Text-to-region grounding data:

┄┄┄┄┄┄┄┄┄┄

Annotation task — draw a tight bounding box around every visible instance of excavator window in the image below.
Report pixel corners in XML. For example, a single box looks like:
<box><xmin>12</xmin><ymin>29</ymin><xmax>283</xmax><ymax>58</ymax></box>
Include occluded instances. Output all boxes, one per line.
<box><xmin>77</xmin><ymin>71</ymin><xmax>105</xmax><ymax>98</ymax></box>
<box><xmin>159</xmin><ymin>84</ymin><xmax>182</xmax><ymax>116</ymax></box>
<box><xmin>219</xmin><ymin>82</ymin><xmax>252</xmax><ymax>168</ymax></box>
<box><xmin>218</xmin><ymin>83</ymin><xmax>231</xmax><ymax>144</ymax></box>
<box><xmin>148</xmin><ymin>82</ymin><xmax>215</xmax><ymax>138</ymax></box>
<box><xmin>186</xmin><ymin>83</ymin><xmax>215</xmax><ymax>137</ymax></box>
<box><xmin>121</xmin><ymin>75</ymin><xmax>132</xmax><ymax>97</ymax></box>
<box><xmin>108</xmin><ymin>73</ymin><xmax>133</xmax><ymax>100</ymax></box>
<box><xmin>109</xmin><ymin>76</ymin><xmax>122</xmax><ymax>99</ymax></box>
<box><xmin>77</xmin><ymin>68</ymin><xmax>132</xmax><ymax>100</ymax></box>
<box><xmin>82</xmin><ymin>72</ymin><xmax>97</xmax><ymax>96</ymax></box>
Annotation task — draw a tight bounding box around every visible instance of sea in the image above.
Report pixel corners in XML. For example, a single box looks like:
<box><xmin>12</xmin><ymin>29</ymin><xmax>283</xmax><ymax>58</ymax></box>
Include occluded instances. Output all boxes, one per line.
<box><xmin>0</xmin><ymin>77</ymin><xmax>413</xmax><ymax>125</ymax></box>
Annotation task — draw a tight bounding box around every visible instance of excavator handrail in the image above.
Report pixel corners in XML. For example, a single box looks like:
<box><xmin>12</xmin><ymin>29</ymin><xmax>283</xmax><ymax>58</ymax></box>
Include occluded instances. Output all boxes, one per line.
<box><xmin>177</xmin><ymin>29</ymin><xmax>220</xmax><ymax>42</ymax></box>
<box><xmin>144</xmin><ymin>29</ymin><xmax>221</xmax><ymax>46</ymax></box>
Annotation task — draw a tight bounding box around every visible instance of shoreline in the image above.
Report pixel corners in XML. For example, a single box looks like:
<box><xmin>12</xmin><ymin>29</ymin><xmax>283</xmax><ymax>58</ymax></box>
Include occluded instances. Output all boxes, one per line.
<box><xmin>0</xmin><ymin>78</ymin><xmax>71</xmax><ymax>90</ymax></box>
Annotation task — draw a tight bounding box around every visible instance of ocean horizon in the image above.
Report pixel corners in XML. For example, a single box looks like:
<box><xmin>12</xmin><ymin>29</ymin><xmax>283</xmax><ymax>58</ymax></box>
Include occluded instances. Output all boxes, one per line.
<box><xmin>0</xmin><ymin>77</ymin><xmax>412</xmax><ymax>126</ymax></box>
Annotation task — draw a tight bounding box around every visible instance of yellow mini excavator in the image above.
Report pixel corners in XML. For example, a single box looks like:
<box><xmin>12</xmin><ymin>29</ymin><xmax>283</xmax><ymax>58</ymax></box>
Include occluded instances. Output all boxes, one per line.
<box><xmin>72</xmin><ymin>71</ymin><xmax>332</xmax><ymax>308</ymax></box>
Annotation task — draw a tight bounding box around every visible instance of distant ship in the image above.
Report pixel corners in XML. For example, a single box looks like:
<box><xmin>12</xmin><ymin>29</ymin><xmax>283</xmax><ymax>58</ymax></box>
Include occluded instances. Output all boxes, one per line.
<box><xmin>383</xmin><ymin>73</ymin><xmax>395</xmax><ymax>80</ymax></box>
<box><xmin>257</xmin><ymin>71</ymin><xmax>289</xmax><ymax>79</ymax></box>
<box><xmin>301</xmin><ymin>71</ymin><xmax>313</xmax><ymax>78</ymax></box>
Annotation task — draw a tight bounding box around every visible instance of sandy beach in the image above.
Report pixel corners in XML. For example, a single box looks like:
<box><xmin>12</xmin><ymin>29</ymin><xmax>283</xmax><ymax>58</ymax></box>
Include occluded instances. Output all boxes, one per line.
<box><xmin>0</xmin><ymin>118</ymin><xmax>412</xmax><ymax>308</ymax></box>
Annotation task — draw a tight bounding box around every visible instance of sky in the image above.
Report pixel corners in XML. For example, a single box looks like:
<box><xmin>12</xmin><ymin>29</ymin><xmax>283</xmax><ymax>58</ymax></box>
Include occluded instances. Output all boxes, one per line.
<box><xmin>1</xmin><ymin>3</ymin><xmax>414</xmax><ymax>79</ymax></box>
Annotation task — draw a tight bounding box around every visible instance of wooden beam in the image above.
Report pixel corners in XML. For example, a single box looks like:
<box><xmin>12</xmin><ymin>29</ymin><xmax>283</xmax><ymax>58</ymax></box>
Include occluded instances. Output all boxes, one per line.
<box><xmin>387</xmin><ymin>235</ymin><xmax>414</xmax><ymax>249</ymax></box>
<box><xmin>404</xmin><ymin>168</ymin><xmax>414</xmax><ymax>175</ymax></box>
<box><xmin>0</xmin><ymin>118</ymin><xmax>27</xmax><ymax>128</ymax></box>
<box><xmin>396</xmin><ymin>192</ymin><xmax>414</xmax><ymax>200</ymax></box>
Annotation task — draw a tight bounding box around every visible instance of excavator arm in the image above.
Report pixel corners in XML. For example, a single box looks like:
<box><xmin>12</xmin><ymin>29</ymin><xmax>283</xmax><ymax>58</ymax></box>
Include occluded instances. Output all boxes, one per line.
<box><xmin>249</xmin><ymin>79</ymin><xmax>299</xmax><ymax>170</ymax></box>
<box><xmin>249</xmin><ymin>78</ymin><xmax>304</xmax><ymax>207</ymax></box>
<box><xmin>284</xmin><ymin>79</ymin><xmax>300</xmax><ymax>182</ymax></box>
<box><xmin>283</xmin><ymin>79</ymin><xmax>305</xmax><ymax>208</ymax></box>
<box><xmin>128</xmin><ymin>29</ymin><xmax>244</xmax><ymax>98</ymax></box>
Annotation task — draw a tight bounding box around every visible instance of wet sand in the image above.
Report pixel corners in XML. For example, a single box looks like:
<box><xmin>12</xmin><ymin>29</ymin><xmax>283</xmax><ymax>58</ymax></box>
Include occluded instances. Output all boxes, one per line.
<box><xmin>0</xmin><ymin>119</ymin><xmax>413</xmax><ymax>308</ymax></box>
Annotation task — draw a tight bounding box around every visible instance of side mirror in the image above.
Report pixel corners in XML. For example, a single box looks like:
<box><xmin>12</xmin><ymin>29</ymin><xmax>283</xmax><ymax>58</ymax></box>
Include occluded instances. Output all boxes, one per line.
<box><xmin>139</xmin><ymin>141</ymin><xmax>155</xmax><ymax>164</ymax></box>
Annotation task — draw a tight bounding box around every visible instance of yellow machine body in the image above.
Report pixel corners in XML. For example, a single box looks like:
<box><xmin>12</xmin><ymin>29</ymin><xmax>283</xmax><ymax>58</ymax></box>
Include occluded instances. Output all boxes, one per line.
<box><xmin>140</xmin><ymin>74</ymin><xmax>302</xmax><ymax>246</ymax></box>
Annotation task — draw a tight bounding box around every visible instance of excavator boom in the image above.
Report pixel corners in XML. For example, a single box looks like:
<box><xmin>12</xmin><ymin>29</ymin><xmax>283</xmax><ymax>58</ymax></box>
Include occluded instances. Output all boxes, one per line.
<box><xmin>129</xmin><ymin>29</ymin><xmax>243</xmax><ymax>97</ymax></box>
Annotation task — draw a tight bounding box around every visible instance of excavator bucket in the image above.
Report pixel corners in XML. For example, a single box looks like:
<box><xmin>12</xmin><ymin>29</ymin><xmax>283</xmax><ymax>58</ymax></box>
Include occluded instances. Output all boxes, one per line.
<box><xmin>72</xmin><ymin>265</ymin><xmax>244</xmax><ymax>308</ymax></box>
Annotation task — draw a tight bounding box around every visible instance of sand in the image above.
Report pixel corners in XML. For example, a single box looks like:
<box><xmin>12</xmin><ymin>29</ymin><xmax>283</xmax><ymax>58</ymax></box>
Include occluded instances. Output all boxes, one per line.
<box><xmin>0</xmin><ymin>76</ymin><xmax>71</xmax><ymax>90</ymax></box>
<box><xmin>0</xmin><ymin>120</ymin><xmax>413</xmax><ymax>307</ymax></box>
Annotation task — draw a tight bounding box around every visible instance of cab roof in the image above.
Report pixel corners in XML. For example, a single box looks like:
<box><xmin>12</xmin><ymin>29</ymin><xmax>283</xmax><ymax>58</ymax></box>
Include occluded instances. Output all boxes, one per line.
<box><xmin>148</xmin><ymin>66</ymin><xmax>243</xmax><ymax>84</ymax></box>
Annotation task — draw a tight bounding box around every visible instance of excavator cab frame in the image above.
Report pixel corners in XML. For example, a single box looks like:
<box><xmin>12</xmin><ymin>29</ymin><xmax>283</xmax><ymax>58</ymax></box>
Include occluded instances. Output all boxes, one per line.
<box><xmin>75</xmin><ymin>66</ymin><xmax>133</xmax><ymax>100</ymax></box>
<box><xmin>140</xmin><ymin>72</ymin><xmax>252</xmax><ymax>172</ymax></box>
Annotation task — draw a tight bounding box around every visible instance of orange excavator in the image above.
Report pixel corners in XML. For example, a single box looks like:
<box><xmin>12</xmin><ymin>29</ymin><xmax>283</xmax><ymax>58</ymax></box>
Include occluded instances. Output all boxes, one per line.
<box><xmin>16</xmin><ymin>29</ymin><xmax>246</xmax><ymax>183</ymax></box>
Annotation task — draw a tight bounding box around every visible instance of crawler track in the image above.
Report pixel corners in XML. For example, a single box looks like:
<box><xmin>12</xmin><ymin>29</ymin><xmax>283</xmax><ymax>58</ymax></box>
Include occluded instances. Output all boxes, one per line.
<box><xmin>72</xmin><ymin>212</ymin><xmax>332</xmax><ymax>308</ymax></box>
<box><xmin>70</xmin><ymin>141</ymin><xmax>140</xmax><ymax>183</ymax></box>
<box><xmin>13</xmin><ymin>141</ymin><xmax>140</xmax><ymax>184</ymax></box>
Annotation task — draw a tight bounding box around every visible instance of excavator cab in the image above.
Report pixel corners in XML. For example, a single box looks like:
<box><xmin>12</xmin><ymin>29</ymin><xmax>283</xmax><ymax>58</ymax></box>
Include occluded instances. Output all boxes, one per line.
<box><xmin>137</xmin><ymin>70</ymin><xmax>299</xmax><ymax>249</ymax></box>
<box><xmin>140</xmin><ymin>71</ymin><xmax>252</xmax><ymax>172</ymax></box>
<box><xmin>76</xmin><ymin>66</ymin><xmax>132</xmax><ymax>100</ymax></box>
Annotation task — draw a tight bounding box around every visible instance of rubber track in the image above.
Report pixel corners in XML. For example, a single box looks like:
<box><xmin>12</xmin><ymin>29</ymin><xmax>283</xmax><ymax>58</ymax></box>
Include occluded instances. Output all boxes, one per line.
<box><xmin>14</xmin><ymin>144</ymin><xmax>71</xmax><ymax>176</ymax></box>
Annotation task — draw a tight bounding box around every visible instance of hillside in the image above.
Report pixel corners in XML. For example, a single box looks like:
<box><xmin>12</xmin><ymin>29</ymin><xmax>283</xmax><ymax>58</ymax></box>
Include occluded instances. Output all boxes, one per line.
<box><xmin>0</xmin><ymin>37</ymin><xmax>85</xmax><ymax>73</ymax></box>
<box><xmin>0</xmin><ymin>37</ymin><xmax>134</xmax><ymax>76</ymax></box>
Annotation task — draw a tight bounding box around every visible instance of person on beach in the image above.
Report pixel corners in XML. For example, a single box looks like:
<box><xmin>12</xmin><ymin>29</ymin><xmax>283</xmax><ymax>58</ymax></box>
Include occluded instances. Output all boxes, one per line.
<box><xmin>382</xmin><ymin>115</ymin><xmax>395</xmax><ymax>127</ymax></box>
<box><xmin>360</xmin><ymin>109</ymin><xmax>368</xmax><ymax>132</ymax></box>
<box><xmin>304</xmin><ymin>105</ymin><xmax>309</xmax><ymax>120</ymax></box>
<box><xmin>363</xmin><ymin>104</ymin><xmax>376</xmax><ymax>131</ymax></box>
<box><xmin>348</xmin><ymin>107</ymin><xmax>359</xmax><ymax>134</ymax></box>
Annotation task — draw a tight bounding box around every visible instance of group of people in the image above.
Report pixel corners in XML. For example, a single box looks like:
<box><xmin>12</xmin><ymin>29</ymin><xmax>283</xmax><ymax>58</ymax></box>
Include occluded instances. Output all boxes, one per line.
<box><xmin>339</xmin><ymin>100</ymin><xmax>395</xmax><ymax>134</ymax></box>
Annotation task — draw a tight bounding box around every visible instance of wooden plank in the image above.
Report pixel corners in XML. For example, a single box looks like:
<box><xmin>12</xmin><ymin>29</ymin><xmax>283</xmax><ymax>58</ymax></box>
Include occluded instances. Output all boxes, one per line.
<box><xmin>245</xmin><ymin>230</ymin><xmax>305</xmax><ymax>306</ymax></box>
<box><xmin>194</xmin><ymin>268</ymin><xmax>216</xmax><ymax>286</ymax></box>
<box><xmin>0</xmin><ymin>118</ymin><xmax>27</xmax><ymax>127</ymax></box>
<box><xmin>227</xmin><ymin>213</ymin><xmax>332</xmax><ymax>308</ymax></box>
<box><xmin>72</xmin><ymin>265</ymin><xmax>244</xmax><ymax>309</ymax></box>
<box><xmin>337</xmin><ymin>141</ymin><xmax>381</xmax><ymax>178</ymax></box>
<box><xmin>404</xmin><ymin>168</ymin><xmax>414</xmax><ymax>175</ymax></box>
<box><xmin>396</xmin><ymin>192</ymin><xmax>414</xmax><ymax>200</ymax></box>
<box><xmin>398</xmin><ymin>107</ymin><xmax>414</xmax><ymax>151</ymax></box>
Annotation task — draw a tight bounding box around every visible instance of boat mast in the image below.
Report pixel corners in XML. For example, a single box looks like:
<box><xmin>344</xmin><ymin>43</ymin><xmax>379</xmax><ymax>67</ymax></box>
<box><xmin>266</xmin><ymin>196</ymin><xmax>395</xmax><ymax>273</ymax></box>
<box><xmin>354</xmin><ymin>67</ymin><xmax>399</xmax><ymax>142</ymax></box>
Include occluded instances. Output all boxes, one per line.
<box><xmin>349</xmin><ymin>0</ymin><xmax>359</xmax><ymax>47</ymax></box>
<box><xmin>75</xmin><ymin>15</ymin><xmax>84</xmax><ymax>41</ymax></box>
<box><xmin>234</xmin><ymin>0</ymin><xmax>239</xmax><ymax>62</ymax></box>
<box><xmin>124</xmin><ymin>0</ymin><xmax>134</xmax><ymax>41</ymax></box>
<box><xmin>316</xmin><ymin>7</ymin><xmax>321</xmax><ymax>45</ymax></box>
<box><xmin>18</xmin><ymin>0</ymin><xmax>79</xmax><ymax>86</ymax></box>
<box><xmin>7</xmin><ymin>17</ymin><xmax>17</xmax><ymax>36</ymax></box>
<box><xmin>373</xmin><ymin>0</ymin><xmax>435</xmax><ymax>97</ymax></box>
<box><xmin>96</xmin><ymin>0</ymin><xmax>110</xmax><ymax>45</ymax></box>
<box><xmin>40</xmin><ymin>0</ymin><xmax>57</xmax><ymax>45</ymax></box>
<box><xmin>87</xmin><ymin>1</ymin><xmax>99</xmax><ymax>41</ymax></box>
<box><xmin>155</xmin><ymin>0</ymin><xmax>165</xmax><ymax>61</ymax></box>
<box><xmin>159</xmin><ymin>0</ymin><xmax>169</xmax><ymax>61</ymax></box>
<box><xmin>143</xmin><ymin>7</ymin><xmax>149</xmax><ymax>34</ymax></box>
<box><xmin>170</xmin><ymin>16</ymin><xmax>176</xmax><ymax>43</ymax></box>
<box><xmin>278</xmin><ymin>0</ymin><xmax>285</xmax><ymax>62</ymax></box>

┄┄┄┄┄┄┄┄┄┄

Make a copy of each line in the records that has the word "wooden".

Annotation task — draw a tight bounding box around every visible instance of wooden beam in the image above.
Annotation task — draw a tight bounding box around every visible instance of wooden plank in the image above.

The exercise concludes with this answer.